* WHAT YOU NEED TO DO
For the word "below", give the number of lines in these entries that contain it, with nothing else.

──────── INPUT FOR THIS TASK

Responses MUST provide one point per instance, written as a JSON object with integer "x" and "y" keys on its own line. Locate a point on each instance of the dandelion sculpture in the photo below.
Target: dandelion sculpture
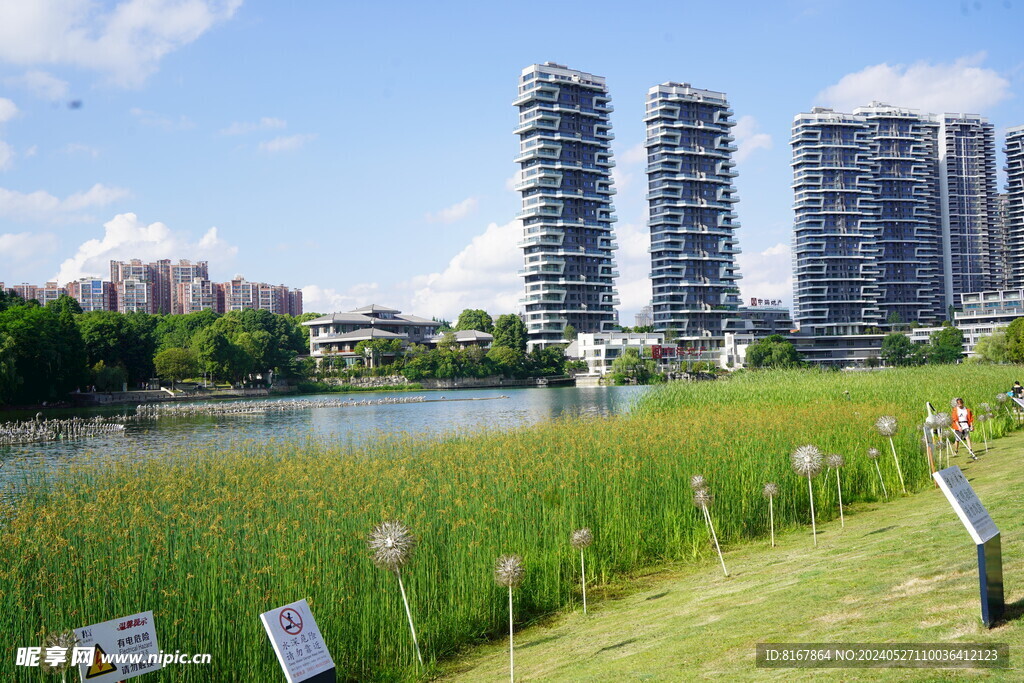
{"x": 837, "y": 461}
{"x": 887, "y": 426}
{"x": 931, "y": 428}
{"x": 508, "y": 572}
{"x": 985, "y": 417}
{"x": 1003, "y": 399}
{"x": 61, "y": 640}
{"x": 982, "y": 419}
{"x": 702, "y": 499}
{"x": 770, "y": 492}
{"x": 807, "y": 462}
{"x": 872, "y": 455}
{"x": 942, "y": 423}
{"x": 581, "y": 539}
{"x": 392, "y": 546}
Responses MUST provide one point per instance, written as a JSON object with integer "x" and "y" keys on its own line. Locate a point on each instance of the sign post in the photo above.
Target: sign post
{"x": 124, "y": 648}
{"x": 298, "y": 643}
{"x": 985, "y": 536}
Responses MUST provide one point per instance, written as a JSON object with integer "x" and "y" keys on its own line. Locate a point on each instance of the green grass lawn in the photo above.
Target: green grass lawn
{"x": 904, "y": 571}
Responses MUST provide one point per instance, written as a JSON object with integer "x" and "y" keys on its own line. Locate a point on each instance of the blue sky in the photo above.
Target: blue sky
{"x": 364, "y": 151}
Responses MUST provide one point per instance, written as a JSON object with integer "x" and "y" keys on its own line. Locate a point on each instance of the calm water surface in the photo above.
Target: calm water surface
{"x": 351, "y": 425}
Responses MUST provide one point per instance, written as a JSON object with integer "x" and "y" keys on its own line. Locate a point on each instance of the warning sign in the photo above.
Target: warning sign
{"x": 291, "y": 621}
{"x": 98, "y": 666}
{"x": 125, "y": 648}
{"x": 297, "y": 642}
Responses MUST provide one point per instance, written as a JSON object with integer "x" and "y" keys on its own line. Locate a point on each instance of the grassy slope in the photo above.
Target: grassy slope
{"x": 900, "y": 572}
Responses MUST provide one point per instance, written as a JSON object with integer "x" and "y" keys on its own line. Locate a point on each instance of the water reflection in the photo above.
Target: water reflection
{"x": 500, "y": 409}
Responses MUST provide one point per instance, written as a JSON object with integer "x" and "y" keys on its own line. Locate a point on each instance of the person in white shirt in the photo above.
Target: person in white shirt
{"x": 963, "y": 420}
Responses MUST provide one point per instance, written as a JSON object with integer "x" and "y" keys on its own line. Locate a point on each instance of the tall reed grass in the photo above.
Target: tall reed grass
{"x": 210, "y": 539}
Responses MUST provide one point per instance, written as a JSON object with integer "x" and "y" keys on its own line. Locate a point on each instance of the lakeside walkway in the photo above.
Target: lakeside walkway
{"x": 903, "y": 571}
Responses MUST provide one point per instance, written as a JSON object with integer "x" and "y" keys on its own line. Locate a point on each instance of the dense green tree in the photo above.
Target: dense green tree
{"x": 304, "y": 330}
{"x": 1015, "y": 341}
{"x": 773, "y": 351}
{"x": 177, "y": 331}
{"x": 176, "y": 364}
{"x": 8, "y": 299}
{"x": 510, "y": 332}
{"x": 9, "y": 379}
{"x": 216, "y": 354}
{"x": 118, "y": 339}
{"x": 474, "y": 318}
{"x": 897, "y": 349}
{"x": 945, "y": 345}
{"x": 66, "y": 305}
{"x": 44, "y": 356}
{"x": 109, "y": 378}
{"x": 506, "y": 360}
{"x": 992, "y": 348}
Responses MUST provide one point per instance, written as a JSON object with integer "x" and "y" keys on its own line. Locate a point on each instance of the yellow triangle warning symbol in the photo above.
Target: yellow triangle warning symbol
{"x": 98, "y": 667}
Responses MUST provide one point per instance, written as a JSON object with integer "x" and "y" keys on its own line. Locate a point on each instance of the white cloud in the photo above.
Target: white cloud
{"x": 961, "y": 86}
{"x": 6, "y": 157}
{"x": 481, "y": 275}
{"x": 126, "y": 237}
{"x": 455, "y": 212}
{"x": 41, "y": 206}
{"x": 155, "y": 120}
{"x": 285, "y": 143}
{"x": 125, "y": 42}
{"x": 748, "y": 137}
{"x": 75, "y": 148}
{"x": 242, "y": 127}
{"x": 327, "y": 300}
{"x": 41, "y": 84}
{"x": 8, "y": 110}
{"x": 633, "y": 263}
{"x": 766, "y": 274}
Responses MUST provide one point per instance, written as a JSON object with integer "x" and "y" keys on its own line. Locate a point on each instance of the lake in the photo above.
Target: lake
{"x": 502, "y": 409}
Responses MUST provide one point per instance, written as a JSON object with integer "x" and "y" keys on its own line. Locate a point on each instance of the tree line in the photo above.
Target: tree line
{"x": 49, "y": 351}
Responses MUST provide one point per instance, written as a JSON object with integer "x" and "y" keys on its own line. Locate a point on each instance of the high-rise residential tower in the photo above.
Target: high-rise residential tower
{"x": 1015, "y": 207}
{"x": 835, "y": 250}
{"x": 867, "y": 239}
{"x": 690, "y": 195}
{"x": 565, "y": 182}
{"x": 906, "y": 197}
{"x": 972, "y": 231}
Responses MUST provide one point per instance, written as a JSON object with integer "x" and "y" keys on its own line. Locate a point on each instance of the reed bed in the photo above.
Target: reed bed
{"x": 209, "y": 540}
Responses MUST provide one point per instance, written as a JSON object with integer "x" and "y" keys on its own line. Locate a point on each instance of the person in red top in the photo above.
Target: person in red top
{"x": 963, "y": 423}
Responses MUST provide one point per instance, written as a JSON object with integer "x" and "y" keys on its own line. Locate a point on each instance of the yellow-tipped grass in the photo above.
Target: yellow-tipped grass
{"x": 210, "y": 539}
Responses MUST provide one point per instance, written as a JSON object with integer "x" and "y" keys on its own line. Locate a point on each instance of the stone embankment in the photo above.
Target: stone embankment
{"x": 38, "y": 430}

────────────────
──────── INPUT FOR THIS TASK

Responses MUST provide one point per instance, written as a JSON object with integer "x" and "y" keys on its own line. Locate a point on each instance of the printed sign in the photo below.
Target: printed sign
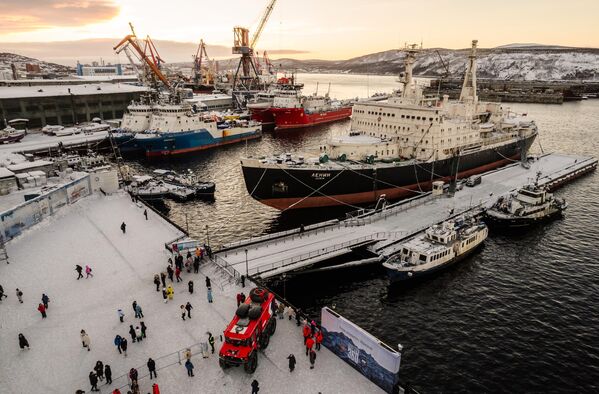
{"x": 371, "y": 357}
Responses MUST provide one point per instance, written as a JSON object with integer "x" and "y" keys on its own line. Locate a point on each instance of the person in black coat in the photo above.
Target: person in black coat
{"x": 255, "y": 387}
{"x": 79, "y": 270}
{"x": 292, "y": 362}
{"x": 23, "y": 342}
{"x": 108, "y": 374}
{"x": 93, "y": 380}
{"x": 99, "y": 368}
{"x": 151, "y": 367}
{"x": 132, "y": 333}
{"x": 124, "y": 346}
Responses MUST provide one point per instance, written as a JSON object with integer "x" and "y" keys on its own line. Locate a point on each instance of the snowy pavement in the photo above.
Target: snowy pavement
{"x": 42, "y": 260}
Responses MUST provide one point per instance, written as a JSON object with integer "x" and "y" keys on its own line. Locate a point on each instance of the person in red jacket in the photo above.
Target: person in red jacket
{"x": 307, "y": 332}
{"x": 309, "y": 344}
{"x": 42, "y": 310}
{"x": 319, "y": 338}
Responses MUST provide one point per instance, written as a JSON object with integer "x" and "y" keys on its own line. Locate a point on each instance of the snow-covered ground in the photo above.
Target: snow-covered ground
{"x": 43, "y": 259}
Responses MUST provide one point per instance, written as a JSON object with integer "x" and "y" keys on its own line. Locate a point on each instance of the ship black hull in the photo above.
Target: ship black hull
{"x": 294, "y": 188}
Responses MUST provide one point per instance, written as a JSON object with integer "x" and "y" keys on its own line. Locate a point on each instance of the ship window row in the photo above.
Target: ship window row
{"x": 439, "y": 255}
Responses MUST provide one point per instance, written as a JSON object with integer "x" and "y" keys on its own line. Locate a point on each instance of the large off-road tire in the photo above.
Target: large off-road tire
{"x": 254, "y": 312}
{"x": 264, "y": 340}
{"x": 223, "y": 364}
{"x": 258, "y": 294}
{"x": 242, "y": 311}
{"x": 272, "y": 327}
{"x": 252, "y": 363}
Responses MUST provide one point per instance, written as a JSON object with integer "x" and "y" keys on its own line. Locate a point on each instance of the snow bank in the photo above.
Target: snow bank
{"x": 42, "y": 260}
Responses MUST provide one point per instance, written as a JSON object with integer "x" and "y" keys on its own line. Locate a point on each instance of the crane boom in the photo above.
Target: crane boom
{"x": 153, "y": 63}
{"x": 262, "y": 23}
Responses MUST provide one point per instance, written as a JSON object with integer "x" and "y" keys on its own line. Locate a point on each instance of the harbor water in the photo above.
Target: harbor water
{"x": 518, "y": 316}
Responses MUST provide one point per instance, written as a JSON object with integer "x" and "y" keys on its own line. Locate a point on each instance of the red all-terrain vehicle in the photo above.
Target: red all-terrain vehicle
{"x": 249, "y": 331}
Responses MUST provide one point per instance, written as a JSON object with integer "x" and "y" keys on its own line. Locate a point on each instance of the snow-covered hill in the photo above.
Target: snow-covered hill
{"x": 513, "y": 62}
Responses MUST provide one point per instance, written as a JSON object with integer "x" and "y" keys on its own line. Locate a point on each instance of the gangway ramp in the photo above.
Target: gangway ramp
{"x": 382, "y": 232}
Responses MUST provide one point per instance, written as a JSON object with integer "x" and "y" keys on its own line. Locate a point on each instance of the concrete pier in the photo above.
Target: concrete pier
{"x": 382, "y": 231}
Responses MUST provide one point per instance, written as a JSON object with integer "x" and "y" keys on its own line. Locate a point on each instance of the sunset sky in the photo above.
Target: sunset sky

────────────────

* REPLY TO THE TASK
2